[WHAT THE EXERCISE ASKS] Below are the records. Restate word for word every line from the one that contains "Where can the distant valley" through the final line, both included.

[RECORDS FOR THIS TASK]
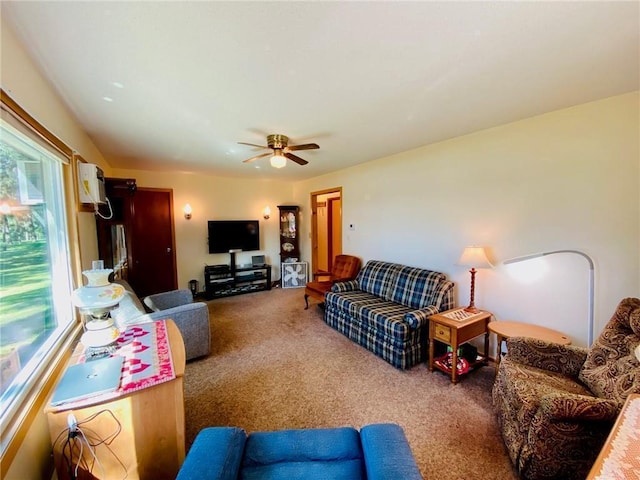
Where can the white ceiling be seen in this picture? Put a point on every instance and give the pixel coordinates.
(364, 80)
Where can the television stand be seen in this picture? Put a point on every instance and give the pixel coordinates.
(226, 280)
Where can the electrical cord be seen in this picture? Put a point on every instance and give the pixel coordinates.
(78, 436)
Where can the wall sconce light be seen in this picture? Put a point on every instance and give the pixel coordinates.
(473, 257)
(187, 211)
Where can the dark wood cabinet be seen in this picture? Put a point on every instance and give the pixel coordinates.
(289, 234)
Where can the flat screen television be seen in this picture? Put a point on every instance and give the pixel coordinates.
(225, 235)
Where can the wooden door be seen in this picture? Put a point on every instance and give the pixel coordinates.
(326, 228)
(153, 260)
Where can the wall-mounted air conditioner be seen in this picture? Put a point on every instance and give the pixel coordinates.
(90, 183)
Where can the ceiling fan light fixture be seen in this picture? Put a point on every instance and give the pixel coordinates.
(278, 160)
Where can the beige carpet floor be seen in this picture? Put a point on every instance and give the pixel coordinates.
(275, 366)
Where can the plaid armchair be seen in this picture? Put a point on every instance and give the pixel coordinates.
(556, 404)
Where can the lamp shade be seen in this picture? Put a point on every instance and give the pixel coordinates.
(474, 257)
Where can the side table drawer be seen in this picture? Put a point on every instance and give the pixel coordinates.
(442, 333)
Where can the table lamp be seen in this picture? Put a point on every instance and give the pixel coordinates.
(94, 301)
(473, 257)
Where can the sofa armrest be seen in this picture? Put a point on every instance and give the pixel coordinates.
(192, 320)
(164, 300)
(444, 299)
(387, 455)
(216, 454)
(348, 286)
(417, 318)
(565, 359)
(570, 406)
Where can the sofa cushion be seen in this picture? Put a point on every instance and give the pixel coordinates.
(310, 454)
(378, 278)
(129, 310)
(611, 369)
(376, 441)
(416, 287)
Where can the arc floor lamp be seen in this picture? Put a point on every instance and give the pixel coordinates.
(591, 280)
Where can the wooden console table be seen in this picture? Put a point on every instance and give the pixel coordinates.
(149, 440)
(504, 330)
(619, 458)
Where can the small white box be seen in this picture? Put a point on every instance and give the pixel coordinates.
(294, 274)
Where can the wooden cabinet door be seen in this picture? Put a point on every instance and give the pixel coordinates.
(153, 260)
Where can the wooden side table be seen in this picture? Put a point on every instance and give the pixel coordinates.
(504, 330)
(455, 327)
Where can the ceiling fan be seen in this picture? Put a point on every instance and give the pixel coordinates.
(281, 150)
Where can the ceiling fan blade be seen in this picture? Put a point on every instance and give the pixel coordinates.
(305, 146)
(298, 160)
(253, 145)
(256, 157)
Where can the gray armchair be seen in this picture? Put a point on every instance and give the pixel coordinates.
(192, 319)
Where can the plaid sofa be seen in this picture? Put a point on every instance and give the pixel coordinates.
(386, 309)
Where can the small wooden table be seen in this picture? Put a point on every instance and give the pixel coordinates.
(455, 327)
(620, 454)
(504, 330)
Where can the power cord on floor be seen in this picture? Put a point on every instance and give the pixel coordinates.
(78, 436)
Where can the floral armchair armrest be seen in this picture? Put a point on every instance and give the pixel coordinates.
(565, 359)
(571, 406)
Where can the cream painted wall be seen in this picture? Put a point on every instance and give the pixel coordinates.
(216, 198)
(565, 180)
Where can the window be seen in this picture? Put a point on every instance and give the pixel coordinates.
(35, 273)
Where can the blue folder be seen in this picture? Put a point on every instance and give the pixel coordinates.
(88, 379)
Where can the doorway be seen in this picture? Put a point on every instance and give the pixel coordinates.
(138, 240)
(326, 228)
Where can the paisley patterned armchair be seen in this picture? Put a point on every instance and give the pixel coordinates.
(556, 404)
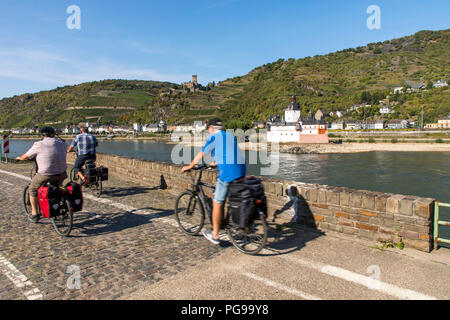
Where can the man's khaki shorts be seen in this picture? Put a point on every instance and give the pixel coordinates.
(39, 180)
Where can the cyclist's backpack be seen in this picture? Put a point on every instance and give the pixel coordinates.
(76, 198)
(245, 197)
(102, 173)
(49, 201)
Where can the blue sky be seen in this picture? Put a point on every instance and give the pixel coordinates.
(171, 40)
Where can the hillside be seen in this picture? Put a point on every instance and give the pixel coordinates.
(334, 82)
(338, 80)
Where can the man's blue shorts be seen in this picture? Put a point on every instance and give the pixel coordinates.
(220, 195)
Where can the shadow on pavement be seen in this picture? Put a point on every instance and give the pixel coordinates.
(92, 224)
(123, 192)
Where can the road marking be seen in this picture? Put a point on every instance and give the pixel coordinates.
(273, 284)
(19, 279)
(5, 182)
(280, 286)
(365, 281)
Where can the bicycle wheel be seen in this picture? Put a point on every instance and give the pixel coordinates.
(73, 176)
(189, 213)
(64, 221)
(27, 203)
(33, 171)
(96, 188)
(250, 240)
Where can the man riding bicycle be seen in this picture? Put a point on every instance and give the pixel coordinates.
(228, 158)
(87, 144)
(50, 155)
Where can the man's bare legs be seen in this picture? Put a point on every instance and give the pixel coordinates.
(217, 217)
(80, 174)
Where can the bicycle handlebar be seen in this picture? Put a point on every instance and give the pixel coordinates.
(198, 167)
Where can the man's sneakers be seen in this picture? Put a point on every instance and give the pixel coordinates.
(34, 218)
(208, 235)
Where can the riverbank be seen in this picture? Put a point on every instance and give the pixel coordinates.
(295, 148)
(362, 147)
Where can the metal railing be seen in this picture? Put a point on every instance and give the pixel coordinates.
(438, 223)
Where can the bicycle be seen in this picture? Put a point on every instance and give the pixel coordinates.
(62, 222)
(190, 215)
(94, 184)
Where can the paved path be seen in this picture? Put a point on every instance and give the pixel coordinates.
(127, 246)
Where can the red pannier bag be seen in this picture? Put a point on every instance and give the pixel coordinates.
(76, 198)
(49, 201)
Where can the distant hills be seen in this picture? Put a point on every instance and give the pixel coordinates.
(333, 82)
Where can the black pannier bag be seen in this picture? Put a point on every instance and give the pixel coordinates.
(102, 173)
(76, 198)
(245, 196)
(91, 173)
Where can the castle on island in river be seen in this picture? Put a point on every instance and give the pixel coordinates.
(294, 129)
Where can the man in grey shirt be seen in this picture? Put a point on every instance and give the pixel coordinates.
(50, 154)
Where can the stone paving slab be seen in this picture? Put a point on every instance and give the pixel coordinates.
(115, 250)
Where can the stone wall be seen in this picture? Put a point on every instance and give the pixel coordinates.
(362, 214)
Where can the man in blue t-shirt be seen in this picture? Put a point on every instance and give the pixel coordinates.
(229, 160)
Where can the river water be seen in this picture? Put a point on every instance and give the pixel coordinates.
(423, 174)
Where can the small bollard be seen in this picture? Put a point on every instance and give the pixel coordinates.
(163, 184)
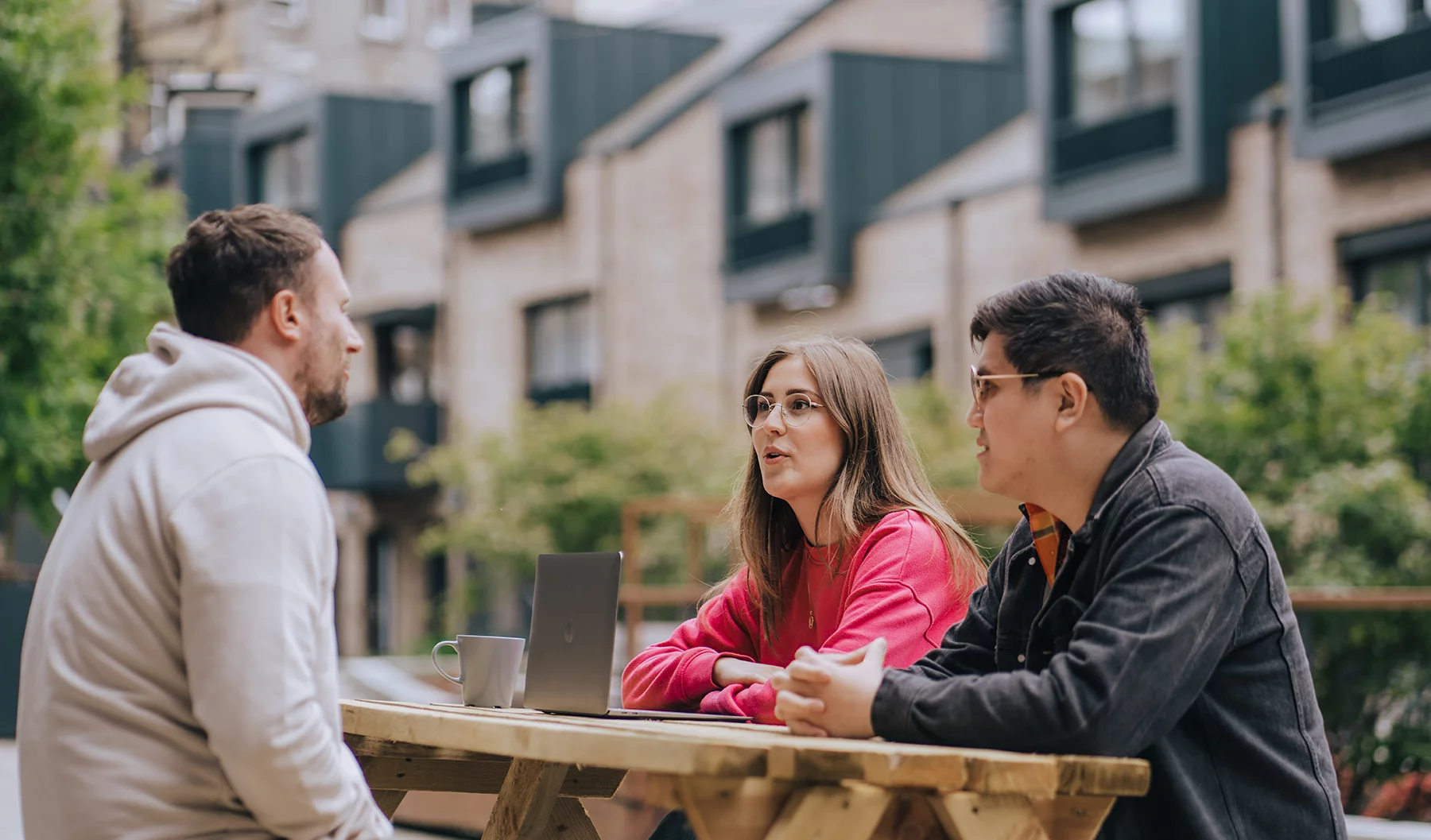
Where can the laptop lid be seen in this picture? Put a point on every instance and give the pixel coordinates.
(574, 633)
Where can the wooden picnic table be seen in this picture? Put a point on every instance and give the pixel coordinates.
(736, 782)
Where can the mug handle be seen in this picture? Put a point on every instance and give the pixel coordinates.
(436, 648)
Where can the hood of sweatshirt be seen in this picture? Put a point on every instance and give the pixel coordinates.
(185, 373)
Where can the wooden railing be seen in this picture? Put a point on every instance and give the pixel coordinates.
(969, 507)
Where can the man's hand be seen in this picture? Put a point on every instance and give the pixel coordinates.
(731, 672)
(822, 695)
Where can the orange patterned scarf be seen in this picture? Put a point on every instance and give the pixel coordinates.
(1049, 538)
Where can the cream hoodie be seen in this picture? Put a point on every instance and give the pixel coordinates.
(179, 675)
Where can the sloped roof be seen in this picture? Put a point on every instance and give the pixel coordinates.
(746, 28)
(1005, 157)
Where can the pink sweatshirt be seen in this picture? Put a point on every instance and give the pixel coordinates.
(896, 584)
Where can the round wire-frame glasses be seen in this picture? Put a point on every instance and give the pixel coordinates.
(796, 414)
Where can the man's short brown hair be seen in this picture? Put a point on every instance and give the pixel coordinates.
(232, 262)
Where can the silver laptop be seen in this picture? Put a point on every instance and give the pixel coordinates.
(572, 639)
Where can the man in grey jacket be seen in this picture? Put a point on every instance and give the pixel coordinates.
(1138, 610)
(179, 673)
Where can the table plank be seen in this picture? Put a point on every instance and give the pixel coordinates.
(717, 749)
(557, 740)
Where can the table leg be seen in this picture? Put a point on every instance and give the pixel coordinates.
(987, 816)
(524, 807)
(388, 800)
(910, 819)
(1073, 818)
(851, 811)
(731, 809)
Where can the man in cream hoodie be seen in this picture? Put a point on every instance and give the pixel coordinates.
(179, 668)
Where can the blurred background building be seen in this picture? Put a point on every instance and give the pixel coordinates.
(597, 200)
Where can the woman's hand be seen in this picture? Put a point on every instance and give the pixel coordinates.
(730, 672)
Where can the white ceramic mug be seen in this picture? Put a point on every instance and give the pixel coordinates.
(487, 668)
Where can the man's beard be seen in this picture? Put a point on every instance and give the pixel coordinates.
(322, 401)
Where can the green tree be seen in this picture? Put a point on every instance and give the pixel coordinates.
(82, 245)
(560, 477)
(1323, 418)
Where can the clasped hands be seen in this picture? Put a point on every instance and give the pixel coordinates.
(820, 695)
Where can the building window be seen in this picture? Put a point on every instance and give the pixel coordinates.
(1393, 265)
(561, 351)
(288, 14)
(1125, 56)
(1200, 298)
(288, 175)
(448, 21)
(773, 161)
(1357, 21)
(497, 109)
(908, 355)
(772, 188)
(493, 129)
(384, 21)
(404, 362)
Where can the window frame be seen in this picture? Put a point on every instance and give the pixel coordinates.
(295, 14)
(1065, 78)
(796, 116)
(445, 32)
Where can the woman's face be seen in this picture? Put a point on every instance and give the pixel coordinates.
(797, 464)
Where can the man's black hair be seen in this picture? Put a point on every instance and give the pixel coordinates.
(232, 262)
(1075, 323)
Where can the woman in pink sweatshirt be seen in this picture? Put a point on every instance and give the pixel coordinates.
(840, 536)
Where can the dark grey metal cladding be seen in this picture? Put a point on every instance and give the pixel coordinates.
(1383, 96)
(580, 78)
(348, 451)
(1231, 55)
(365, 143)
(510, 39)
(894, 119)
(361, 142)
(1216, 280)
(878, 122)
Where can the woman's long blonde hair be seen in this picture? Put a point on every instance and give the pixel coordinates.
(880, 474)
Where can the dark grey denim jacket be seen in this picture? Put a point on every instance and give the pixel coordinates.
(1168, 634)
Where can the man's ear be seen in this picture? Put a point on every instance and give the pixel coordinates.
(1073, 400)
(284, 315)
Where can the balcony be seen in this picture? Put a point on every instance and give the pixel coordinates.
(1111, 155)
(846, 130)
(470, 178)
(1338, 71)
(350, 451)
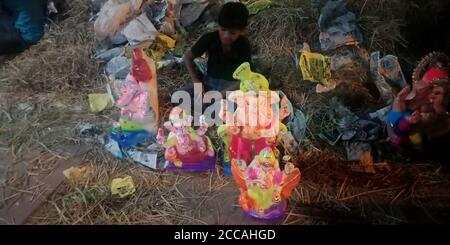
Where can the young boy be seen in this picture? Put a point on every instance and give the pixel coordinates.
(21, 24)
(226, 49)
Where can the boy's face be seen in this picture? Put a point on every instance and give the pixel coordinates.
(229, 36)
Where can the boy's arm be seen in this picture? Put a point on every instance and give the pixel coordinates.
(199, 48)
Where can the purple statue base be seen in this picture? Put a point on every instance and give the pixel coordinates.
(273, 213)
(208, 164)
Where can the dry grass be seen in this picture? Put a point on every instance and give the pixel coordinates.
(329, 192)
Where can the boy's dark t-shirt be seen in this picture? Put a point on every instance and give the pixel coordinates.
(222, 65)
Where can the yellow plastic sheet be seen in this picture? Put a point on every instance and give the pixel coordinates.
(99, 102)
(250, 81)
(168, 41)
(255, 6)
(122, 186)
(315, 67)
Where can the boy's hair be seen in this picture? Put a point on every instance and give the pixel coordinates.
(233, 15)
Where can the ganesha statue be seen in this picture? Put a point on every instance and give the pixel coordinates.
(186, 148)
(422, 112)
(256, 122)
(264, 187)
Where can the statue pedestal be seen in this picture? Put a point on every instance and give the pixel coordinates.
(208, 164)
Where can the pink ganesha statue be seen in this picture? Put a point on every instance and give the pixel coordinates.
(264, 187)
(186, 148)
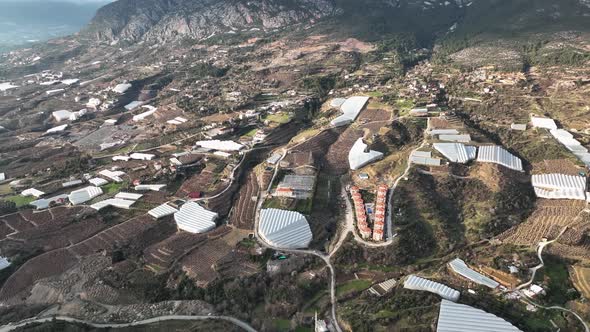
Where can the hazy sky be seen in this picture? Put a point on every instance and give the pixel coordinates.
(74, 1)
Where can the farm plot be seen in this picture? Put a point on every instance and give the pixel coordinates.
(43, 266)
(244, 210)
(581, 279)
(337, 155)
(201, 263)
(374, 114)
(160, 256)
(53, 235)
(547, 221)
(206, 182)
(223, 203)
(563, 166)
(115, 236)
(17, 222)
(317, 145)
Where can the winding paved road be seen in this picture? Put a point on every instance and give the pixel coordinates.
(235, 321)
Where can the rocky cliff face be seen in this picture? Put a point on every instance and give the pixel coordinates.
(162, 20)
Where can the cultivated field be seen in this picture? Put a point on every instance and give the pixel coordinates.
(244, 210)
(201, 263)
(581, 279)
(563, 166)
(547, 221)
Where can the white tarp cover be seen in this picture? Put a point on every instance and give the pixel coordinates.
(114, 202)
(417, 283)
(220, 145)
(97, 182)
(284, 229)
(559, 181)
(498, 155)
(455, 138)
(44, 203)
(351, 109)
(4, 263)
(462, 269)
(7, 86)
(543, 123)
(84, 195)
(455, 317)
(194, 218)
(57, 129)
(32, 192)
(152, 187)
(129, 196)
(113, 175)
(359, 157)
(142, 156)
(162, 211)
(443, 132)
(456, 152)
(122, 88)
(559, 186)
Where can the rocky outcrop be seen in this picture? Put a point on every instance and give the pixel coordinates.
(164, 20)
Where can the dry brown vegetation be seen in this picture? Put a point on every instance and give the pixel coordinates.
(547, 221)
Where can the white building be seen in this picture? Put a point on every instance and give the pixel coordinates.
(360, 155)
(121, 158)
(32, 192)
(546, 123)
(421, 284)
(220, 145)
(128, 196)
(162, 211)
(351, 108)
(93, 103)
(57, 129)
(498, 155)
(150, 111)
(4, 263)
(142, 156)
(434, 132)
(114, 202)
(455, 317)
(559, 186)
(113, 175)
(456, 152)
(177, 121)
(84, 195)
(459, 267)
(72, 183)
(284, 229)
(45, 203)
(148, 187)
(466, 138)
(98, 182)
(62, 115)
(122, 88)
(133, 105)
(424, 158)
(193, 218)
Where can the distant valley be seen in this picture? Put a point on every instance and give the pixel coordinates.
(26, 22)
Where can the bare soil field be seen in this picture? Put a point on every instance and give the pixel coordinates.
(200, 264)
(337, 155)
(547, 221)
(563, 166)
(373, 114)
(581, 279)
(244, 210)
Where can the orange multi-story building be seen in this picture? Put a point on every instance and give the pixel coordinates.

[THE ANSWER]
Where can the distant valley be seen in this picture? Put a point on every instance and give the pixel coordinates.
(26, 22)
Where can the bare soil field be seen in this picture? Put a point on every instance and give the pixel coordinates.
(200, 264)
(337, 155)
(547, 221)
(563, 166)
(373, 114)
(581, 279)
(244, 210)
Where can the orange multi-story building be seen in this picture? Put a point on every instance and give the pixel coordinates.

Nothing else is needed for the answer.